- _Your instructions_
In the passage about Spitzer and Weinstein, which office did Spitzer hold before the governorship?

- _Exercise text_
########
To many people, the Spitzer case was like discovering that Eliot Ness, the nemesis of Al Capone, was secretly addicted to whorehouses. As New York’s attorney general (and like his now embattled successor, Eric Schneiderman) Spitzer had earned widespread popular acclaim by pursuing white collar crime, being particularly aggressive toward Wall Street. He carried the same crusading zeal into the governorship—and was then destroyed by what seemed like an inexplicable and arrogant belief in being untouchable.
The same kind of arrogance was seen in Weinstein, probably the most egregious of all these cases, who ran a black ops campaign against women he feared might find the courage to expose him. And it was eventually the courage of victims, initially in the case of Ailes and Fox News, who revealed a predatory culture in the Fox newsroom, that has since encouraged others to come forward and change the whole response to abusive males.
########
(Referring expression data)

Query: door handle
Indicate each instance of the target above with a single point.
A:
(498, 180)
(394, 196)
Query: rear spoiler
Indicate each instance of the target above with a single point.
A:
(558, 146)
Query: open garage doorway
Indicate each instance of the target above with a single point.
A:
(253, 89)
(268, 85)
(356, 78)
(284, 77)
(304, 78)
########
- _Finished exercise_
New York's attorney general